- [SET EXERCISE A]
Gather every line in the listing below that contains the string "bare" and copy each one.

- [SELECTION]
::::::::

And so I'm gonna – right now, I think my allocated is still set at two. That's a fine place. I'd like it to be kind of small because I'd like to test kind of the – some of the initial allocations. So I'll go ahead and add a couple more people so I can see that I know that – at that point, if I've gotten to five, I'm gonna have to double once and then again to get there. And let's, I'll take out my error case here, see that I've managed to allocate and move stuff around. Got my five names back out without running into anything crazy, so that makes me feel good about what I got there.

So I could go on to show you what insert and remove do; I think I'm probably gonna skip that because I'd rather talk about the template thing. But I could just tell you – I could sketch the [inaudible]: what does insert at do, what does remove at do? Basically, that they're doing the string – the array shuffling for you. If you say insert at some position, it has to move everything down by one and then put in there. Whereas at is actually just tacking it onto the end of the existing ones. The insert and remove have to do the shuffle to either close up the space or open up a space.

They'll probably both need to look at the capacity as well. That the – if you're inserting and you're already at capacity, you better double before you start. And then the remove at, also may actually want to have a shrink capacity. Where when we realize we previously were allocated much larger and we've gotten a lot smaller, should we take away some of that space.

A lot of times the implementations don't bother with that case. They figure, "Ah, it's already allocated, just keep it around. You might need it again later". So it may be that actually we just leave it over-allocated, even when we've deleted a lot of elements, but if we were being tidy we could take an effort there.

What I want to do is switch it to a template. So if you have questions about the code I have right here, now would be a really good time to ask before I start mucking it up. Way in the back?

Student:[Inaudible].

Instructor (Julie Zelenski): I will. You know that's a really good idea because if I – at this point, I'll start to change it and then it's gonna be something else before we're all done. So let me take a snapshot of what we have here so that I – before I destroy it.

Question?

Student: When does the deconstructor get called?

::::::::

- [MATERIAL FOR THE TASK]
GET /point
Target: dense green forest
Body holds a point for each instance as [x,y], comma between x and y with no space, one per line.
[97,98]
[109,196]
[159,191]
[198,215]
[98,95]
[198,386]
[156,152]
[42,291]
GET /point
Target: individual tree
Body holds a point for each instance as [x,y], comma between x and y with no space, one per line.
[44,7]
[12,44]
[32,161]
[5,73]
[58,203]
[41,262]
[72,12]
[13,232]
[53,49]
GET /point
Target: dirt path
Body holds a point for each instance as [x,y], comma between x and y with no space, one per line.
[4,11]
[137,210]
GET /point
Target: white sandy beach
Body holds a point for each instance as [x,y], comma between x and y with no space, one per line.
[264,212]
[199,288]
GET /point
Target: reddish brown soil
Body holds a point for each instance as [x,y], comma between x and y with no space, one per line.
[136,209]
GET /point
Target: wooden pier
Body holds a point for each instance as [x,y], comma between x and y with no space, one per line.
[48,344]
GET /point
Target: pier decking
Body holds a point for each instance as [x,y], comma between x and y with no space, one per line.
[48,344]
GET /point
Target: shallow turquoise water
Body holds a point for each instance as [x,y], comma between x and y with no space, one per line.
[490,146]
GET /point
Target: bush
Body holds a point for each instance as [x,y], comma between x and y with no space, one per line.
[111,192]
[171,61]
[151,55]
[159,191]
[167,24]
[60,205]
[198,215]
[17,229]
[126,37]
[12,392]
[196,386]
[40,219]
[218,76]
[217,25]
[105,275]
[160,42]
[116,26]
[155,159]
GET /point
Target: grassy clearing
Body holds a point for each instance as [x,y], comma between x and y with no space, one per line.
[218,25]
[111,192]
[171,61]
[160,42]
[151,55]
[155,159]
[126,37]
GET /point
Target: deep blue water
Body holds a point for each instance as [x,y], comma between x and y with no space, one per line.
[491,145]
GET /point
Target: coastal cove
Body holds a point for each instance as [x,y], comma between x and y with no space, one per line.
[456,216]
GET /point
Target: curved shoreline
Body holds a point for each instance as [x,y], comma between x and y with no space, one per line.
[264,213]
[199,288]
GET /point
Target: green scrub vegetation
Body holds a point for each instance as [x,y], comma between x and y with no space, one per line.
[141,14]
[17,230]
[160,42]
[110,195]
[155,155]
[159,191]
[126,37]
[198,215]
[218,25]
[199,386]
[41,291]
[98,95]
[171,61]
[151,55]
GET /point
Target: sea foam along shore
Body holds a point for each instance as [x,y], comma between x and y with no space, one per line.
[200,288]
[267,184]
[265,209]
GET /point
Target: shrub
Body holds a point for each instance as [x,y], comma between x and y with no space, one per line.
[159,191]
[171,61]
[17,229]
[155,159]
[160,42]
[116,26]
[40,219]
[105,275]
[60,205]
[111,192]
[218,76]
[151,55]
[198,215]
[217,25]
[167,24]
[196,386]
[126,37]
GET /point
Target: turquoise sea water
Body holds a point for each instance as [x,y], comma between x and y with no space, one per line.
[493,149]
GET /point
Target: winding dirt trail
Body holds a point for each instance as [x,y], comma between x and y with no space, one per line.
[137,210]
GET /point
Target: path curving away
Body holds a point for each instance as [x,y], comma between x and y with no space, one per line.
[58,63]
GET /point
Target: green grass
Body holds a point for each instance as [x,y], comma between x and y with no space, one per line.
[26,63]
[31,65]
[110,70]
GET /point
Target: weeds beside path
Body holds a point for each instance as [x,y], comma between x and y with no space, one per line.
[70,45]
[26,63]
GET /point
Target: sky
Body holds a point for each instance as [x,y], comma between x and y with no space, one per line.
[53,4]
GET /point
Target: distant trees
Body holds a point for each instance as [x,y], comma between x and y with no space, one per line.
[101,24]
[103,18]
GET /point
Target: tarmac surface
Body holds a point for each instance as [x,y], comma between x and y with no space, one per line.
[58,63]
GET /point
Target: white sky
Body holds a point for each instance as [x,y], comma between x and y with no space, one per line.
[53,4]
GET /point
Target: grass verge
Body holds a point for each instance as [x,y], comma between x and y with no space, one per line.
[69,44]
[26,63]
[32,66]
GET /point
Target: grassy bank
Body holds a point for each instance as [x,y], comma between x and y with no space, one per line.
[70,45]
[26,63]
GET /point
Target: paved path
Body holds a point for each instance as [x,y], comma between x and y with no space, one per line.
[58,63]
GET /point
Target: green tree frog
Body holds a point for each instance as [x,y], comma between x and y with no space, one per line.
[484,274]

::::::::

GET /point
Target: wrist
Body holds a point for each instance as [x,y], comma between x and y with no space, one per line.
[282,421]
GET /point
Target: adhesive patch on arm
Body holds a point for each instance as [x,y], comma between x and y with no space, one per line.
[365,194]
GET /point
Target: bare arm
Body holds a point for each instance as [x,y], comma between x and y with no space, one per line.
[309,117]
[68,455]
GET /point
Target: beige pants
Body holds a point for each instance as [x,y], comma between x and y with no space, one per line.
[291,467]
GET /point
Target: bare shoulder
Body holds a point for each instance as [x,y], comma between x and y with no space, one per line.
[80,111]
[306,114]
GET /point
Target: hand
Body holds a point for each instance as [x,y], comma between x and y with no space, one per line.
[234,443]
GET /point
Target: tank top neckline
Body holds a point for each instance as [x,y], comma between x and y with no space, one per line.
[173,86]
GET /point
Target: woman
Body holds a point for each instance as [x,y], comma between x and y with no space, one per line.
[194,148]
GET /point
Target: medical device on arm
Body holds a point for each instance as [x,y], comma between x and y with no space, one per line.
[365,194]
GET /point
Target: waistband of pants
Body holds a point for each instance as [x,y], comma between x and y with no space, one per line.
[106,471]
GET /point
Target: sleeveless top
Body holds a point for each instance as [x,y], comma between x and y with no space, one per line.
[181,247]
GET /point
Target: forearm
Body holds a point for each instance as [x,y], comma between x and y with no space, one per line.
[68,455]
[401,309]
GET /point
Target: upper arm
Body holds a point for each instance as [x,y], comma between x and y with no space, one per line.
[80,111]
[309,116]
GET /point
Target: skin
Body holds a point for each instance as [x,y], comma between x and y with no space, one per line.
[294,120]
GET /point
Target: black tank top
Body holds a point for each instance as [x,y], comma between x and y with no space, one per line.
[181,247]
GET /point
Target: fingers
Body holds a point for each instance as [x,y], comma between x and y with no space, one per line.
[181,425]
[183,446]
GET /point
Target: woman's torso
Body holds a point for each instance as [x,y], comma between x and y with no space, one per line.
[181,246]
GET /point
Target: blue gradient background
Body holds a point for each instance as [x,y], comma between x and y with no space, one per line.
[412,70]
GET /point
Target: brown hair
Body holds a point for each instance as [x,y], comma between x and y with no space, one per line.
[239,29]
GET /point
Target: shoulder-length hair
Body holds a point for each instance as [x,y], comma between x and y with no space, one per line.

::::::::

- [SET EXERCISE B]
According to the lecture excerpt above, what should be done before inserting when the array is already at capacity?

- [WORKED ANSWER A]
Target: bare arm
Target: bare shoulder

- [WORKED ANSWER B]
The capacity should be doubled before the insert starts.